§ PROBLEM REQUIREMENTS
Locate "Give the outline of every instance of the shallow" in the listing. Transcribe the line that contains it and every line that follows, through the last, omitting all pictures.

---+---

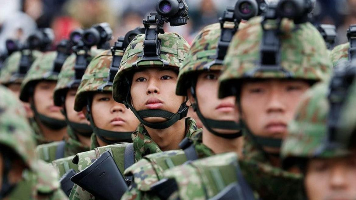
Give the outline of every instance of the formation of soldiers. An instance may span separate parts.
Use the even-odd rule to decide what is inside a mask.
[[[191,46],[159,0],[111,48],[105,23],[8,48],[0,199],[356,199],[356,25],[331,49],[313,1],[236,1]]]

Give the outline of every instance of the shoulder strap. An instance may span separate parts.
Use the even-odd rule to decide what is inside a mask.
[[[56,159],[62,158],[64,157],[64,146],[66,142],[62,141],[59,142],[56,149]]]
[[[199,158],[193,141],[189,138],[186,137],[183,139],[179,143],[179,146],[184,151],[188,161],[195,160]]]
[[[124,158],[124,168],[126,170],[135,163],[135,151],[134,151],[134,143],[130,143],[125,148],[125,155]],[[126,178],[132,180],[132,176],[127,176]]]

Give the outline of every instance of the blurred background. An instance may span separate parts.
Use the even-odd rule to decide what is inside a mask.
[[[167,26],[188,42],[202,27],[217,22],[227,6],[236,0],[186,0],[190,20],[185,26]],[[317,0],[316,23],[332,24],[337,29],[335,45],[347,41],[350,24],[356,24],[356,0]],[[0,0],[0,51],[8,38],[23,40],[37,28],[50,27],[56,41],[68,37],[74,29],[108,22],[115,40],[128,31],[142,25],[142,20],[154,11],[156,0]]]

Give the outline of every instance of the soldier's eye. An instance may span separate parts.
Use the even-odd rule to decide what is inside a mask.
[[[252,88],[250,89],[249,91],[250,93],[260,93],[263,91],[262,88]]]
[[[206,75],[205,76],[205,78],[207,79],[208,80],[217,80],[218,79],[218,77],[216,76],[215,75],[215,74],[210,74]]]
[[[99,101],[108,101],[110,100],[110,99],[107,97],[103,97],[99,99]]]
[[[143,82],[144,81],[146,81],[146,80],[147,80],[147,79],[143,77],[140,77],[136,79],[136,82]]]
[[[161,80],[169,80],[172,79],[172,78],[169,76],[163,76],[161,78]]]

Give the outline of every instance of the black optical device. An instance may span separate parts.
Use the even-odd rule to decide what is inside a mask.
[[[52,72],[58,74],[61,72],[66,59],[72,53],[72,43],[67,40],[61,41],[57,44],[57,56],[53,64]]]
[[[108,49],[110,48],[108,41],[111,39],[112,30],[106,22],[93,26],[85,30],[83,35],[83,40],[88,46],[96,45],[98,49]]]
[[[108,150],[70,180],[95,199],[102,200],[120,199],[128,189],[111,152]]]
[[[171,26],[182,26],[188,22],[188,6],[185,0],[158,0],[156,11],[166,18]]]
[[[345,133],[338,132],[340,129],[340,117],[345,99],[349,93],[350,85],[355,82],[356,76],[356,25],[352,25],[347,31],[347,38],[350,44],[349,59],[339,63],[334,68],[334,74],[330,83],[328,99],[330,111],[328,119],[329,127],[328,147],[344,145],[353,141],[355,137]],[[353,131],[349,133],[352,134]]]
[[[45,52],[51,49],[54,39],[53,30],[49,28],[41,28],[28,36],[27,42],[30,48]]]
[[[294,20],[296,23],[305,22],[313,11],[315,0],[280,0],[277,6],[278,16]]]
[[[22,48],[21,44],[18,40],[7,39],[5,42],[6,49],[7,50],[7,54],[11,55],[14,52],[20,51]]]
[[[316,28],[324,38],[328,49],[331,50],[336,38],[336,27],[331,24],[320,24],[317,25]]]
[[[164,33],[163,26],[165,22],[169,22],[172,26],[187,24],[189,19],[188,6],[185,0],[158,0],[156,4],[156,10],[157,12],[151,12],[147,19],[143,20],[142,23],[145,26],[145,33],[143,50],[138,56],[142,57],[138,62],[159,60],[163,63],[163,67],[168,67],[168,62],[159,56],[162,42],[158,35]],[[137,63],[132,64],[137,67]]]
[[[75,175],[75,171],[73,169],[67,172],[59,179],[61,188],[64,193],[69,197],[72,191],[72,189],[74,186],[74,183],[70,180],[70,178]]]
[[[84,30],[81,28],[78,28],[72,31],[69,34],[69,40],[73,45],[77,45],[82,41]]]
[[[235,4],[235,12],[236,16],[248,20],[251,18],[260,15],[266,10],[267,4],[264,0],[238,0]]]

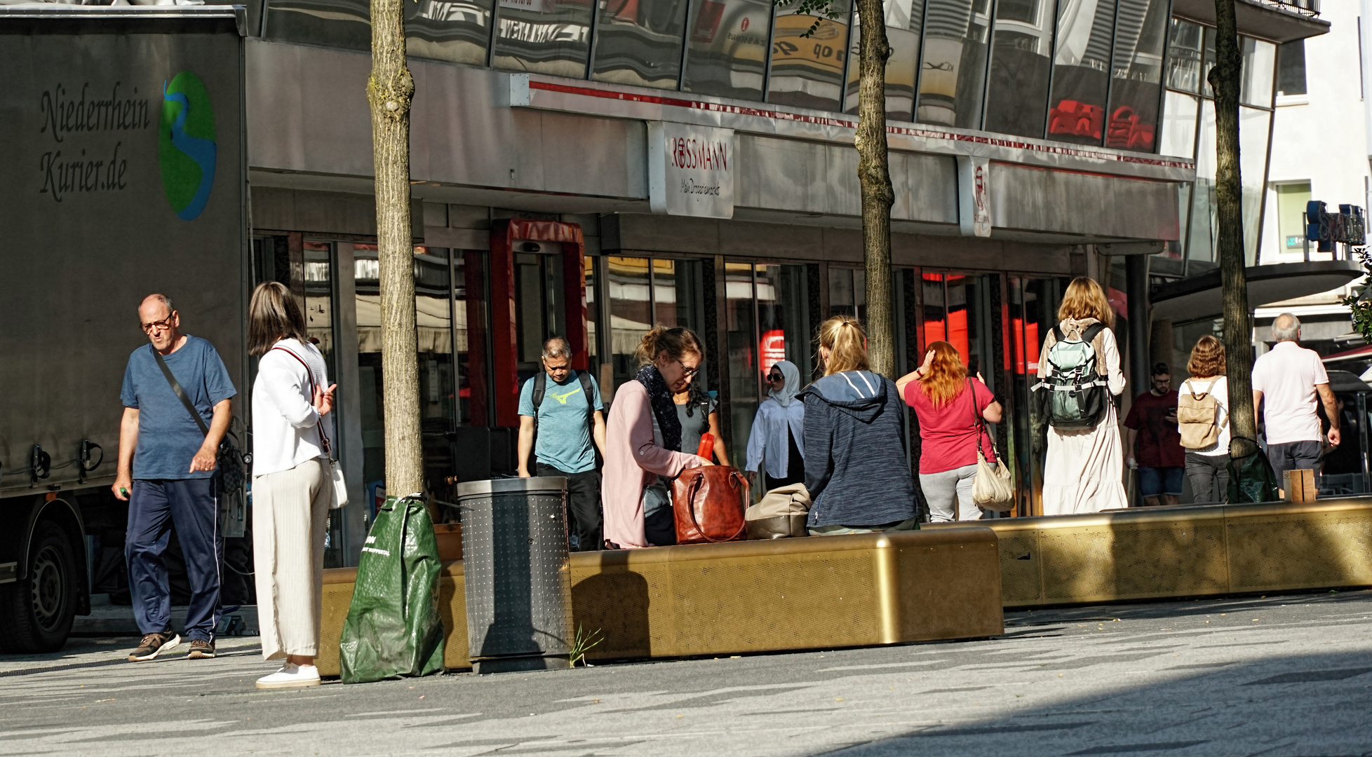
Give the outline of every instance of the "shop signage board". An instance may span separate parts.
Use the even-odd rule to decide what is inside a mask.
[[[991,236],[991,160],[958,156],[958,225],[962,236]]]
[[[648,200],[653,213],[734,217],[734,130],[648,123]]]

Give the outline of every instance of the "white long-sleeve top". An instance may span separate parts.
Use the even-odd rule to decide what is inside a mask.
[[[767,474],[785,479],[789,472],[790,447],[786,446],[786,429],[796,439],[796,451],[805,457],[805,403],[793,399],[782,407],[779,402],[767,398],[757,406],[753,428],[748,433],[748,462],[744,470],[757,470],[767,465]]]
[[[262,355],[257,383],[252,384],[254,476],[289,470],[305,461],[324,457],[320,426],[324,426],[324,433],[329,433],[331,418],[325,416],[324,422],[320,422],[305,366],[277,347],[295,352],[309,363],[316,385],[329,385],[324,355],[313,344],[283,339]]]

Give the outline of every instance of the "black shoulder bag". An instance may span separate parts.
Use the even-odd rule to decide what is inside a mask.
[[[185,389],[181,388],[176,376],[172,374],[172,369],[167,368],[167,362],[162,359],[162,352],[158,352],[156,348],[154,348],[152,357],[156,358],[158,368],[162,369],[162,376],[166,377],[167,384],[172,385],[172,391],[176,392],[181,405],[185,406],[187,413],[191,413],[191,417],[195,418],[195,425],[200,426],[200,433],[209,436],[210,426],[204,425],[204,418],[200,417],[200,413],[195,409],[191,398],[185,396]],[[248,462],[248,458],[239,451],[237,444],[233,443],[230,436],[232,432],[224,433],[224,439],[220,440],[220,448],[214,455],[215,470],[220,473],[225,492],[241,491],[247,483],[246,464]]]

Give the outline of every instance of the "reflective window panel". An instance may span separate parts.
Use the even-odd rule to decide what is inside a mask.
[[[1052,0],[1000,0],[991,43],[988,132],[1043,137],[1052,73]]]
[[[767,0],[694,0],[682,89],[761,100],[771,16]]]
[[[495,15],[494,67],[586,77],[591,0],[499,0]]]
[[[1272,77],[1277,62],[1277,45],[1243,37],[1243,82],[1239,101],[1246,106],[1272,107]]]
[[[1058,3],[1048,139],[1100,144],[1110,89],[1110,32],[1114,0]]]
[[[1277,96],[1305,93],[1305,40],[1284,43],[1277,51]]]
[[[1310,182],[1277,184],[1276,252],[1305,252],[1305,203],[1310,202]]]
[[[991,0],[927,0],[915,121],[981,125]]]
[[[591,78],[676,89],[685,25],[686,0],[605,0]]]
[[[1168,91],[1168,101],[1162,108],[1161,152],[1173,158],[1195,158],[1196,154],[1196,111],[1200,99]]]
[[[915,58],[919,55],[919,25],[923,21],[923,0],[889,0],[886,3],[886,118],[914,121]],[[847,112],[858,112],[858,80],[860,78],[859,44],[862,21],[853,11],[853,33],[848,44],[852,63],[848,66]]]
[[[1262,197],[1268,178],[1268,132],[1272,111],[1239,107],[1239,180],[1243,182],[1243,256],[1247,265],[1257,265],[1258,243],[1262,240]]]
[[[1168,41],[1168,86],[1183,92],[1200,92],[1200,26],[1180,18],[1172,19]]]
[[[491,0],[405,3],[405,49],[416,58],[486,64]]]
[[[347,49],[372,49],[366,0],[270,0],[265,36]]]
[[[1120,0],[1106,147],[1152,152],[1169,0]]]
[[[837,111],[844,91],[844,59],[848,49],[848,0],[834,0],[838,19],[794,12],[800,3],[777,5],[772,37],[772,69],[767,101],[803,108]],[[801,37],[818,23],[815,33]]]

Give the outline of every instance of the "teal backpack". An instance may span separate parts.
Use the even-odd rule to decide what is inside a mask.
[[[1100,376],[1092,341],[1104,331],[1104,324],[1092,324],[1081,339],[1067,339],[1062,326],[1054,326],[1056,340],[1048,347],[1047,359],[1052,372],[1033,385],[1039,402],[1039,417],[1058,431],[1095,428],[1110,402],[1110,389]]]

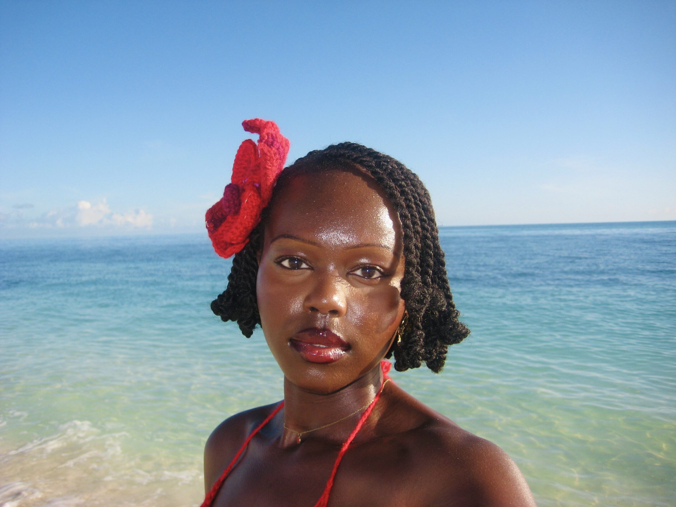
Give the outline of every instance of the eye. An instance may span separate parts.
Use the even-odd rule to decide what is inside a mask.
[[[367,280],[373,280],[383,276],[383,272],[375,266],[362,266],[350,272]]]
[[[277,264],[287,269],[307,269],[310,266],[302,259],[297,257],[285,257],[276,261]]]

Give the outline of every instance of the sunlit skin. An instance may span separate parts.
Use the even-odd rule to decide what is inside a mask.
[[[379,362],[406,309],[402,251],[391,203],[358,170],[297,175],[275,197],[256,290],[263,332],[285,376],[285,407],[251,441],[214,506],[315,504],[359,414],[307,433],[300,444],[296,432],[340,419],[380,389]],[[346,346],[331,362],[307,360],[294,341],[306,339],[298,333],[308,329],[329,329]],[[214,431],[205,450],[207,490],[276,404],[233,416]],[[499,448],[392,382],[341,463],[329,500],[350,507],[533,505]]]

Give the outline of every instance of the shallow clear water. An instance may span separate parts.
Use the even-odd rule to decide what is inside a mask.
[[[537,504],[676,505],[676,222],[444,228],[472,334],[395,381]],[[191,506],[211,430],[281,397],[209,310],[204,236],[0,243],[0,506]]]

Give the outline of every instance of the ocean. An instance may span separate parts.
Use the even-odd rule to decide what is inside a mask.
[[[676,222],[440,236],[472,334],[395,381],[540,507],[676,505]],[[0,240],[0,506],[201,503],[211,431],[282,397],[260,332],[210,310],[230,265],[206,233]]]

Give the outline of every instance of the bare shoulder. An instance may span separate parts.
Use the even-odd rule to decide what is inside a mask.
[[[518,467],[498,445],[463,429],[403,390],[395,393],[393,412],[400,421],[412,423],[394,439],[407,456],[399,460],[398,473],[416,485],[416,496],[422,504],[535,505]],[[395,420],[391,427],[396,425]]]
[[[204,487],[208,491],[254,428],[279,404],[265,405],[228,417],[214,429],[204,445]]]
[[[436,477],[428,489],[429,505],[535,505],[523,475],[504,451],[431,412],[435,416],[416,429],[414,436],[427,455],[421,460],[423,469]]]

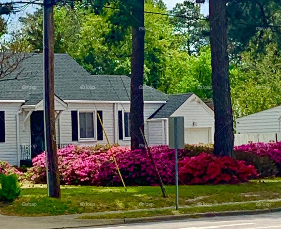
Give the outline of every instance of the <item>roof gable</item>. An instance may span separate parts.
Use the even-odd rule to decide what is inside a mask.
[[[126,76],[92,75],[67,54],[55,54],[55,91],[64,100],[129,101],[131,78]],[[43,56],[30,54],[18,69],[0,81],[0,100],[28,100],[43,91]],[[13,79],[16,78],[18,79]],[[5,78],[5,79],[6,78]],[[148,87],[145,101],[166,101],[167,95]],[[35,102],[32,102],[33,103]]]
[[[168,95],[167,103],[161,106],[149,118],[169,118],[193,94],[193,92],[190,92],[185,94]]]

---+---

§ ANSWER IN FULL
Give the outline of every instance of the shallow clear water. An instance may span separate parts.
Use the even-odd rule to decide what is inside a mask.
[[[537,504],[676,505],[676,222],[444,228],[472,334],[395,381]],[[191,506],[211,430],[281,397],[209,310],[204,236],[0,243],[0,506]]]

Give the outline of every instance of the ocean. An instance may span separate parts.
Use the even-odd rule to decide what is inside a mask.
[[[676,222],[440,236],[472,334],[395,381],[540,507],[676,505]],[[0,240],[0,506],[201,503],[211,431],[282,397],[260,332],[210,310],[230,265],[206,233]]]

Give the outline of every instance of the bare shoulder. An instance may span separate parts.
Use the even-odd rule to decide what is inside a mask.
[[[518,467],[498,445],[463,429],[403,390],[395,393],[393,412],[400,421],[412,423],[394,439],[407,456],[399,460],[398,473],[416,485],[416,496],[422,504],[535,505]],[[395,420],[391,427],[396,425]]]
[[[204,487],[208,491],[254,428],[279,404],[265,405],[228,417],[214,429],[204,445]]]
[[[436,477],[428,489],[429,505],[535,505],[523,475],[504,451],[431,412],[435,416],[416,429],[414,436],[427,455],[421,460],[423,469]]]

Give the outline of every instance of the <item>roof gable</item>. An instance may span separate parts.
Use the even-odd rule to decide what is inside a mask.
[[[126,76],[92,75],[67,54],[55,54],[55,91],[64,100],[129,101],[131,78]],[[43,56],[30,54],[18,69],[0,81],[0,100],[28,100],[43,91]],[[13,79],[16,78],[18,79]],[[5,78],[5,79],[6,78]],[[148,87],[145,101],[166,101],[167,95]],[[35,102],[32,102],[33,103]]]
[[[168,95],[167,103],[161,106],[149,118],[169,118],[193,94],[193,92],[190,92],[185,94]]]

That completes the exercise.